* **Data listing**

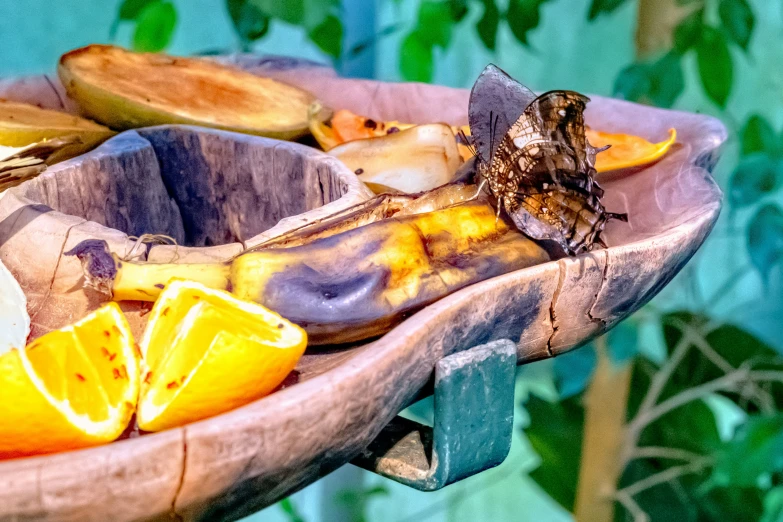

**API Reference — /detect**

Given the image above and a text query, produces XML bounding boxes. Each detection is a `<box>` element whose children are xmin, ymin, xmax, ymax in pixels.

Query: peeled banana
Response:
<box><xmin>67</xmin><ymin>201</ymin><xmax>549</xmax><ymax>344</ymax></box>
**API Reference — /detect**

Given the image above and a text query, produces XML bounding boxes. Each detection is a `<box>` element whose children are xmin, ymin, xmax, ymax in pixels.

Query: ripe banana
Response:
<box><xmin>67</xmin><ymin>201</ymin><xmax>549</xmax><ymax>344</ymax></box>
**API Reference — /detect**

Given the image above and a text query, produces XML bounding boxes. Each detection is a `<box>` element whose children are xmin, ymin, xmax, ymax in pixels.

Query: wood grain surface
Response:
<box><xmin>0</xmin><ymin>69</ymin><xmax>726</xmax><ymax>521</ymax></box>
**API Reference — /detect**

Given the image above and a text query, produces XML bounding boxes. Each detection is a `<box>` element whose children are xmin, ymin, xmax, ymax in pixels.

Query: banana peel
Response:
<box><xmin>57</xmin><ymin>45</ymin><xmax>322</xmax><ymax>139</ymax></box>
<box><xmin>67</xmin><ymin>201</ymin><xmax>550</xmax><ymax>344</ymax></box>
<box><xmin>0</xmin><ymin>100</ymin><xmax>115</xmax><ymax>165</ymax></box>
<box><xmin>310</xmin><ymin>105</ymin><xmax>677</xmax><ymax>173</ymax></box>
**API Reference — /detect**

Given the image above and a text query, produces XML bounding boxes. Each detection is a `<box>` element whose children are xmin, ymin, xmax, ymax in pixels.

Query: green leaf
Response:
<box><xmin>748</xmin><ymin>204</ymin><xmax>783</xmax><ymax>281</ymax></box>
<box><xmin>587</xmin><ymin>0</ymin><xmax>627</xmax><ymax>21</ymax></box>
<box><xmin>712</xmin><ymin>413</ymin><xmax>783</xmax><ymax>487</ymax></box>
<box><xmin>133</xmin><ymin>1</ymin><xmax>177</xmax><ymax>52</ymax></box>
<box><xmin>525</xmin><ymin>395</ymin><xmax>584</xmax><ymax>513</ymax></box>
<box><xmin>729</xmin><ymin>152</ymin><xmax>783</xmax><ymax>207</ymax></box>
<box><xmin>648</xmin><ymin>52</ymin><xmax>685</xmax><ymax>107</ymax></box>
<box><xmin>117</xmin><ymin>0</ymin><xmax>160</xmax><ymax>20</ymax></box>
<box><xmin>476</xmin><ymin>0</ymin><xmax>500</xmax><ymax>51</ymax></box>
<box><xmin>740</xmin><ymin>114</ymin><xmax>781</xmax><ymax>155</ymax></box>
<box><xmin>506</xmin><ymin>0</ymin><xmax>548</xmax><ymax>47</ymax></box>
<box><xmin>226</xmin><ymin>0</ymin><xmax>269</xmax><ymax>44</ymax></box>
<box><xmin>448</xmin><ymin>0</ymin><xmax>468</xmax><ymax>22</ymax></box>
<box><xmin>416</xmin><ymin>0</ymin><xmax>453</xmax><ymax>49</ymax></box>
<box><xmin>247</xmin><ymin>0</ymin><xmax>304</xmax><ymax>25</ymax></box>
<box><xmin>614</xmin><ymin>63</ymin><xmax>651</xmax><ymax>101</ymax></box>
<box><xmin>696</xmin><ymin>27</ymin><xmax>734</xmax><ymax>108</ymax></box>
<box><xmin>760</xmin><ymin>486</ymin><xmax>783</xmax><ymax>522</ymax></box>
<box><xmin>606</xmin><ymin>320</ymin><xmax>639</xmax><ymax>365</ymax></box>
<box><xmin>718</xmin><ymin>0</ymin><xmax>756</xmax><ymax>51</ymax></box>
<box><xmin>400</xmin><ymin>31</ymin><xmax>432</xmax><ymax>82</ymax></box>
<box><xmin>307</xmin><ymin>15</ymin><xmax>343</xmax><ymax>58</ymax></box>
<box><xmin>279</xmin><ymin>497</ymin><xmax>305</xmax><ymax>522</ymax></box>
<box><xmin>662</xmin><ymin>311</ymin><xmax>783</xmax><ymax>413</ymax></box>
<box><xmin>674</xmin><ymin>9</ymin><xmax>704</xmax><ymax>54</ymax></box>
<box><xmin>614</xmin><ymin>52</ymin><xmax>685</xmax><ymax>107</ymax></box>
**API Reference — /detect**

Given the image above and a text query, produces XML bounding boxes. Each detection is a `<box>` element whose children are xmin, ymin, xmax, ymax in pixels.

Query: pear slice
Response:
<box><xmin>0</xmin><ymin>100</ymin><xmax>114</xmax><ymax>165</ymax></box>
<box><xmin>57</xmin><ymin>45</ymin><xmax>315</xmax><ymax>139</ymax></box>
<box><xmin>328</xmin><ymin>123</ymin><xmax>462</xmax><ymax>194</ymax></box>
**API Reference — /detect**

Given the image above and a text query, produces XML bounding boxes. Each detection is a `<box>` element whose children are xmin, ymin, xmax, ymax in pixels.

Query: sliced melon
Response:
<box><xmin>0</xmin><ymin>100</ymin><xmax>114</xmax><ymax>164</ymax></box>
<box><xmin>58</xmin><ymin>45</ymin><xmax>314</xmax><ymax>139</ymax></box>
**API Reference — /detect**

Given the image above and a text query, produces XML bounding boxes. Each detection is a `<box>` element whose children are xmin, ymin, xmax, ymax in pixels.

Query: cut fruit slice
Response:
<box><xmin>308</xmin><ymin>102</ymin><xmax>473</xmax><ymax>161</ymax></box>
<box><xmin>0</xmin><ymin>97</ymin><xmax>114</xmax><ymax>164</ymax></box>
<box><xmin>137</xmin><ymin>281</ymin><xmax>307</xmax><ymax>431</ymax></box>
<box><xmin>329</xmin><ymin>123</ymin><xmax>461</xmax><ymax>194</ymax></box>
<box><xmin>0</xmin><ymin>303</ymin><xmax>139</xmax><ymax>458</ymax></box>
<box><xmin>58</xmin><ymin>45</ymin><xmax>314</xmax><ymax>139</ymax></box>
<box><xmin>585</xmin><ymin>129</ymin><xmax>677</xmax><ymax>172</ymax></box>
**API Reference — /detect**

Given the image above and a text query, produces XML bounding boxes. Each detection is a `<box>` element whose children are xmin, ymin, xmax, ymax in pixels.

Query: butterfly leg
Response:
<box><xmin>468</xmin><ymin>179</ymin><xmax>487</xmax><ymax>201</ymax></box>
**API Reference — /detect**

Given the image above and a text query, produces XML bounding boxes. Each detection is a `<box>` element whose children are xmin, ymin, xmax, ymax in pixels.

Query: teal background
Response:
<box><xmin>0</xmin><ymin>0</ymin><xmax>783</xmax><ymax>522</ymax></box>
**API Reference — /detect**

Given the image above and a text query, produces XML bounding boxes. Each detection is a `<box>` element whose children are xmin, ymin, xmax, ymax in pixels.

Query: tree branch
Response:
<box><xmin>628</xmin><ymin>368</ymin><xmax>748</xmax><ymax>432</ymax></box>
<box><xmin>615</xmin><ymin>457</ymin><xmax>712</xmax><ymax>501</ymax></box>
<box><xmin>615</xmin><ymin>492</ymin><xmax>650</xmax><ymax>522</ymax></box>
<box><xmin>629</xmin><ymin>446</ymin><xmax>702</xmax><ymax>461</ymax></box>
<box><xmin>667</xmin><ymin>318</ymin><xmax>775</xmax><ymax>413</ymax></box>
<box><xmin>574</xmin><ymin>336</ymin><xmax>631</xmax><ymax>522</ymax></box>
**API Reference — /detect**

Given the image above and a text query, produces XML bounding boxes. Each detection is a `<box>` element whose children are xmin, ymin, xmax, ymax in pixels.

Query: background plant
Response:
<box><xmin>107</xmin><ymin>0</ymin><xmax>783</xmax><ymax>522</ymax></box>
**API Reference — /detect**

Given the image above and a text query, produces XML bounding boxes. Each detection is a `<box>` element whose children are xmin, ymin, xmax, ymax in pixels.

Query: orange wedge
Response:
<box><xmin>585</xmin><ymin>129</ymin><xmax>677</xmax><ymax>172</ymax></box>
<box><xmin>0</xmin><ymin>303</ymin><xmax>139</xmax><ymax>458</ymax></box>
<box><xmin>137</xmin><ymin>281</ymin><xmax>307</xmax><ymax>431</ymax></box>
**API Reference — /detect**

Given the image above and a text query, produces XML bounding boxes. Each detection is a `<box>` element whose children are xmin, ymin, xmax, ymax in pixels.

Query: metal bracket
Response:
<box><xmin>353</xmin><ymin>339</ymin><xmax>517</xmax><ymax>491</ymax></box>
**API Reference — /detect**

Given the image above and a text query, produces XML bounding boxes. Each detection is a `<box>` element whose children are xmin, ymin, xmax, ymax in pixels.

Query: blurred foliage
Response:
<box><xmin>278</xmin><ymin>498</ymin><xmax>305</xmax><ymax>522</ymax></box>
<box><xmin>524</xmin><ymin>311</ymin><xmax>783</xmax><ymax>521</ymax></box>
<box><xmin>112</xmin><ymin>0</ymin><xmax>783</xmax><ymax>522</ymax></box>
<box><xmin>335</xmin><ymin>486</ymin><xmax>389</xmax><ymax>522</ymax></box>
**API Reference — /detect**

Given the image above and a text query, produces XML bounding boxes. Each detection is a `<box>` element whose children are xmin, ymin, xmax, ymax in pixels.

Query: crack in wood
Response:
<box><xmin>546</xmin><ymin>259</ymin><xmax>566</xmax><ymax>357</ymax></box>
<box><xmin>587</xmin><ymin>248</ymin><xmax>609</xmax><ymax>327</ymax></box>
<box><xmin>170</xmin><ymin>426</ymin><xmax>188</xmax><ymax>522</ymax></box>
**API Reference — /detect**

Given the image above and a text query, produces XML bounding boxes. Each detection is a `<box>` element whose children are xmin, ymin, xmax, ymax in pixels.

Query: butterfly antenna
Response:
<box><xmin>457</xmin><ymin>129</ymin><xmax>478</xmax><ymax>156</ymax></box>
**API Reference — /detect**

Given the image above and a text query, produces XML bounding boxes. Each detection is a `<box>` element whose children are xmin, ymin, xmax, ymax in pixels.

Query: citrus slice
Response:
<box><xmin>137</xmin><ymin>281</ymin><xmax>307</xmax><ymax>431</ymax></box>
<box><xmin>57</xmin><ymin>45</ymin><xmax>314</xmax><ymax>139</ymax></box>
<box><xmin>0</xmin><ymin>100</ymin><xmax>114</xmax><ymax>164</ymax></box>
<box><xmin>0</xmin><ymin>303</ymin><xmax>139</xmax><ymax>458</ymax></box>
<box><xmin>585</xmin><ymin>129</ymin><xmax>677</xmax><ymax>172</ymax></box>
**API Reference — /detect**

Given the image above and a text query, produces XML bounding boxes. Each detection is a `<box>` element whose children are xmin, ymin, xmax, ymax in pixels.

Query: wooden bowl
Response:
<box><xmin>0</xmin><ymin>66</ymin><xmax>726</xmax><ymax>521</ymax></box>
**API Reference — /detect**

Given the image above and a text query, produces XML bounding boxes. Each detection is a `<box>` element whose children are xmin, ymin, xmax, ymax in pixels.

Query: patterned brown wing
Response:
<box><xmin>479</xmin><ymin>91</ymin><xmax>625</xmax><ymax>255</ymax></box>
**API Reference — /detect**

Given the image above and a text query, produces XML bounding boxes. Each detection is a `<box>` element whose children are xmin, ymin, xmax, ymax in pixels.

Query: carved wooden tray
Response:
<box><xmin>0</xmin><ymin>60</ymin><xmax>725</xmax><ymax>521</ymax></box>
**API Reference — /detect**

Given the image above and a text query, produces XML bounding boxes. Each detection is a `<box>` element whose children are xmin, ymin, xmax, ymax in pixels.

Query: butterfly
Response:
<box><xmin>471</xmin><ymin>68</ymin><xmax>627</xmax><ymax>255</ymax></box>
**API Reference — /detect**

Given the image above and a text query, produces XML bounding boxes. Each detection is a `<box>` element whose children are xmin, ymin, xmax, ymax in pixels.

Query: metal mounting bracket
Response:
<box><xmin>353</xmin><ymin>339</ymin><xmax>517</xmax><ymax>491</ymax></box>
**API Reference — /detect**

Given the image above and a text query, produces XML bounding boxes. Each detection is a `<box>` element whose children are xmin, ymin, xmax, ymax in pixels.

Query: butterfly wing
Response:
<box><xmin>481</xmin><ymin>91</ymin><xmax>624</xmax><ymax>255</ymax></box>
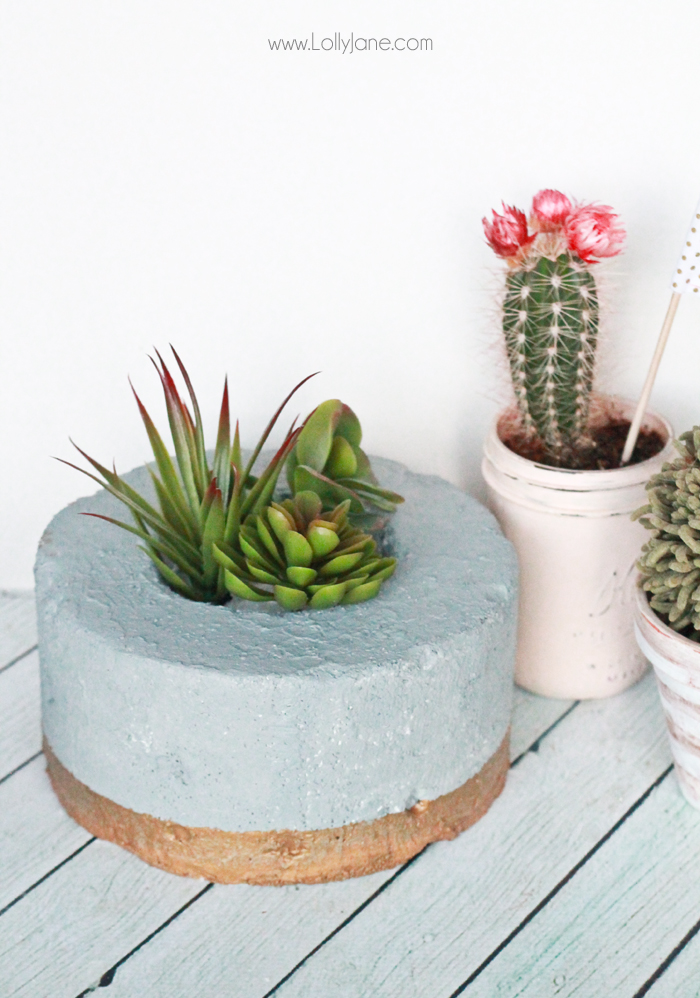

* **AIM OF THE EXERCISE**
Locate every line in the data above that contains the word "bracket" and copy each one out in full. Case counts.

* **RESPONSE TO THIS EXERCISE**
Query: metal bracket
Query: metal mounting bracket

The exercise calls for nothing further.